# Do this
Quote all of the entries word for word.

# Raw data
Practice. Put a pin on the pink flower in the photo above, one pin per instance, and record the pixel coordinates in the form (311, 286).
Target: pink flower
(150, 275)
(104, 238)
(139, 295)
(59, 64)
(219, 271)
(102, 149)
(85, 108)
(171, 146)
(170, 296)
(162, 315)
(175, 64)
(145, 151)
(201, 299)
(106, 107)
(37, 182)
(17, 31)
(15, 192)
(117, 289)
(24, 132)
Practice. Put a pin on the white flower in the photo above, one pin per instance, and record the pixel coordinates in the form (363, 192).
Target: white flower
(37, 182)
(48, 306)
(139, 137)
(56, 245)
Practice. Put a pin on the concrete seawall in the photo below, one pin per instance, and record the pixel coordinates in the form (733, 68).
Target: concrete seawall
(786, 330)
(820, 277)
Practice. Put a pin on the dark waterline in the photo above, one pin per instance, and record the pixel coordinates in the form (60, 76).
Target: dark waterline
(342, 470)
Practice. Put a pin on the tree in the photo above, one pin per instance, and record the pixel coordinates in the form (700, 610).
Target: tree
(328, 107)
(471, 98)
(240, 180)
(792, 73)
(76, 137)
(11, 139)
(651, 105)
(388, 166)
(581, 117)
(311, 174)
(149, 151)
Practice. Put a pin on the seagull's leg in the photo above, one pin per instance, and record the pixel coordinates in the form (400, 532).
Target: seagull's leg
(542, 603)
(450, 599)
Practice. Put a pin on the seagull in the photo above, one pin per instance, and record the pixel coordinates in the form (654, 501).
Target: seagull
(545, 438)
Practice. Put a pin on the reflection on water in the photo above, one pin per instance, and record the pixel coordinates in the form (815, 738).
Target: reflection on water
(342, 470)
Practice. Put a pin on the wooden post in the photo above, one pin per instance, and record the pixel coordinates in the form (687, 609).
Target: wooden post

# Result
Practice. Put a pin on the pink flower in the photo above, one pin per instance, and record the pixel coordinates in the form (311, 286).
Target: pink flower
(150, 275)
(104, 238)
(139, 295)
(59, 64)
(219, 271)
(102, 149)
(85, 108)
(171, 146)
(170, 296)
(162, 315)
(175, 64)
(145, 151)
(201, 299)
(106, 107)
(37, 182)
(17, 31)
(15, 192)
(117, 289)
(24, 132)
Practice. Put a pin on the white flower in the photo above, one pin per instance, and record the pixel coordinates in the form (363, 192).
Target: white flower
(37, 182)
(48, 306)
(139, 137)
(56, 245)
Practice. Put a pin on the concrete seawall in the photo below, one pin per instance, and record the pixel coordinates in the form (733, 68).
Target: concrete seawall
(786, 330)
(820, 277)
Practice. Put a pin on the dark waterline in the photo above, one pin per instance, and record the pixel coordinates in the form (60, 76).
Target: dark waterline
(342, 470)
Practice. Put a pin on the tree in the photo above, one pin per instance, and record the pixel coordinates in the form (700, 610).
Target: tree
(328, 107)
(471, 98)
(240, 180)
(792, 73)
(76, 137)
(11, 139)
(651, 105)
(388, 166)
(581, 117)
(311, 174)
(149, 151)
Practice. Put a pin on the seagull's leg in the photo above, one pin per instance, and record the pixel coordinates in the form (400, 532).
Target: seagull's leg
(542, 603)
(450, 599)
Practice. Put a pin on the seagull in the photo above, one pin per instance, and record the pixel coordinates in the form (654, 501).
Target: seagull
(545, 438)
Practice. Put a pin on the reflection on water in the photo above, one pin per instance, and record the pixel coordinates in the form (815, 738).
Target: reflection on water
(342, 470)
Practice. Put a pin on the wooden post in the photo above, one pin per instance, and record the pixel coordinates in the form (687, 609).
Target: wooden post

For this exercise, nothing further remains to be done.